**Document passage:**
_____
A process can be thought of as a program whose execution has started and not yet terminated.

A process can be in three states:

      1. Running: The process is using a processor to execute instructions.

      2. Ready: The process is executable, but other processes are executing and all processors are currently in use.

      3. Blocked: The process is waiting for an event to occur.

Each process uses a Process Control Block (PCB) data structure to store complete information about the process. PCB contains the following information:

      1. Process name and id, processor state (program counter, register contents, interrupt masks, etc.), process state, priority, privileges, virtual memory address translation maps, information about other resources owned by the process, etc.

Concurrent Processes

Two processes are concurrent if their execution can overlap in time.

      1. In multiprocessor systems, concurrent processes can use different CPUs at the same time.

      2. In single processing systems, concurrent processing can be thought of as one process using the CPU while another process uses system I/O, etc. If a CPU interleaves the execution of several processes, logical concurrency is obtained.

      3. Processes are serial if the execution of one must be complete before the execution of the other can start.

Concurrent processes interact through the following mechanisms:

      1. Shared variables.

      2. Message passing.

Threads

Threads are mini processes within a process and therefore share the address space with the processes.

Every process has at least one thread.

A thread executes a portion of the program and cooperates with other threads concurrently executing within the same process and address space.

Because threads share the same address space, it is more efficient to perform a context switch between two threads of the same process than it is to perform a context switch between two separate processes.

Each thread has it’s own program counter and control block.

Critical Sections

In multiprocessing systems, processes or threads may compete with each other for system resources that can only be used exclusively.

      1. CPU is a good example of this type of resource as only one process or thread can execute instructions on a single CPU at a time.

Processes may also cooperate with each other by using shared memory or message passing.

For both of these cases, mutual exclusion is necessary to insure that only one process or thread at one time holds a resource or modify shared memory.

A critical section is a code segment in a process in which some shared resource is accessed.

Mutual Exclusion

A solution to the mutual exclusion problem must satisfy the following requirements:

      1. Only one process can execute its critical section at any one time.

      2. When no process is executing in its critical section, any process that requests entry to its critical section must be permitted to enter without delay.

      3. When two or more processes compete to enter their respective critical sections, the selection cannot be postponed indefinitely (Deadlock).

      4. No process can prevent any other process from entering its critical section indefinitely (Starvation).

Some Mechanisms for Insuring Mutual Exclusion

Polling or Busy waiting

Disabling interrupts

Semaphores

Semaphores

A semaphore is an integer variable S and an associated group of waiting processes for which only two operations may be performed:

Wait state P(S): if S1 then S := S – 1

else the executing process waiting for the semaphore S joins the wait queue for S and forfeits the resource;

endif

Signal state V(S): if wait queue for S is not empty then remove a process from the queue and give it the resource

else S := S + 1

endif




Semaphores (cont.)

A semaphore can be used for synchronization and mutual exclusion.

      1. Synchronization: Coordination of various tasks or processes.

      2. Mutual exclusion: Protection of one or more resources or implementation of critical sections among several competing processes sharing the critical section.
_____
**Extracted data:**
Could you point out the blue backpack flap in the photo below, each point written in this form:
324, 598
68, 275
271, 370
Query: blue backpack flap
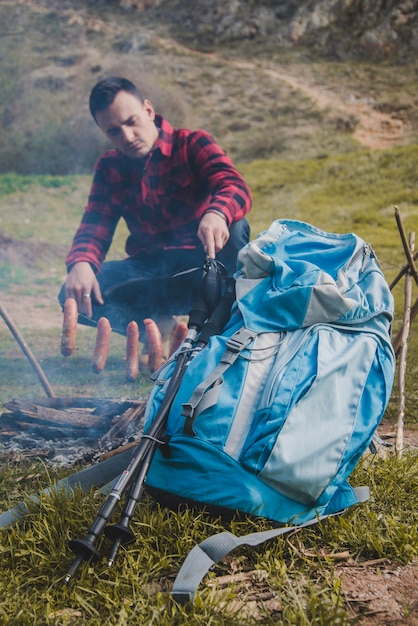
_____
**Directions:**
**1.** Reproduce the text on processes and concurrency word for word, starting at "1. In multiprocessor" and ending at "other can start.".
**2.** Pick up the text on processes and concurrency after its final sentence, and extend it in the same textbook style.

**Exercise answers:**
**1.**
1. In multiprocessor systems, concurrent processes can use different CPUs at the same time.

      2. In single processing systems, concurrent processing can be thought of as one process using the CPU while another process uses system I/O, etc. If a CPU interleaves the execution of several processes, logical concurrency is obtained.

      3. Processes are serial if the execution of one must be complete before the execution of the other can start.

**2.**
There are three types of semaphores:

      1. Binary semaphores

      2. Mutual exclusion semaphores (mutex)

      3. Counting semaphores

Binary Semaphores




      1. Simplest form of the semaphore.

      2. Primarily used for synchronization. Can also be used for mutual exclusion.

      3. Using a binary semaphore, a process can wait (block or pend) on an event which triggers the release of a semaphore.

      4. Should be used in place of polling.

- Polling is an inefficient way of synchronization or event waiting because of the use of processor resources.

- Using semaphores, the process is in a blocked or pended state while other processes use the processor.

- Upon the occurrence of the event, the pended process becomes ready to execute.

Mutual Exclusion Semaphores

      1. Used to provide resource consistency in a system for resources shared simultaneously by multiple tasks.

- Shared resources can be such as shared data, files, hardware, devices, etc.

      1. To protect against inconsistency in a multi-tasking system, each task must obtain exclusive access right to a shared resource.

      2. One common problem that can occur without designing proper mutual exclusion in a multi-tasking system sharing resources simultaneously is known as the “Racing condition”.

- Based on which task gets to the resource first the system behavior is different.

- Racing conditions can go on undetected for a very long time in a system and can be a very difficult problem to detect and fix.

      1. When using mutual exclusion semaphores, be aware of the racing condition; deadlock.

- Use only one mutual exclusion semaphore to protect resources that are used together.

      1. When using mutual exclusion semaphores, avoid starvation situations.

- Do not include unnecessary sections in the critical section.

      1. Mutual exclusion semaphores can not be used in interrupt service routines.

Counting Semaphores




      1. Yet another mean to implement task synchronization and mutual exclusion.




      1. Counting semaphore is just like the binary semaphore with the exception that it keeps track of the number of times a semaphore has been given or taken.

- Counting semaphores use a counter to keep track of the semaphores and hence the name, counting semaphore!

- The semaphore is created with a fixed number of semaphores available.

- Every time that a semaphore is taken, the semaphores count is decremented.

- When a semaphore is given back, if a task is blocked on the semaphore, it takes the semaphore. Otherwise, the semaphores count is incremented.




      1. Counting semaphores are generally used to guard resources with multiple instances.

Classical Synchronization Problems

The dining philosophers problem

The producer-consumer problem

The readers-writes problem

      1. Reader’s priority

- Weak reader’s priority

      1. Writer’s priority

- Weak writer’s priority

POSIX Semaphores





Both types of POSIX semaphores have exactly the same properties and behave in exactly the same manor.

The two different types, have different API’s and interfaces when creating/opening/destroying the semaphores.



      1. For named semaphores, a symbolic name is assigned to a semaphore and all references to that semaphore are made using the symbolic name.


POSIX Semaphores routines:

      1. sem_init() Initialize an unnamed semaphore.


The API:

int sem_init ( sem_t * sem, int pshared, unsigned int value );

sem: Semaphore descriptor of the unnamed semaphore to be initialized.

pshared: Whether semaphore can be usable between multiple processes, or merely within the calling process. Unless you have a system with threads, you will always set this to 1. If set to 0, then multiple processes may not be able to use the resulting semaphore.

value: Value of the initialized semaphore. The initial value can not be negative.

Returns: OK (0), ERROR (-1).



      1. sem_destroy() Destroy an unnamed semaphore.


Must be careful when dealing with this call especially when semaphore is used for mutual exclusion.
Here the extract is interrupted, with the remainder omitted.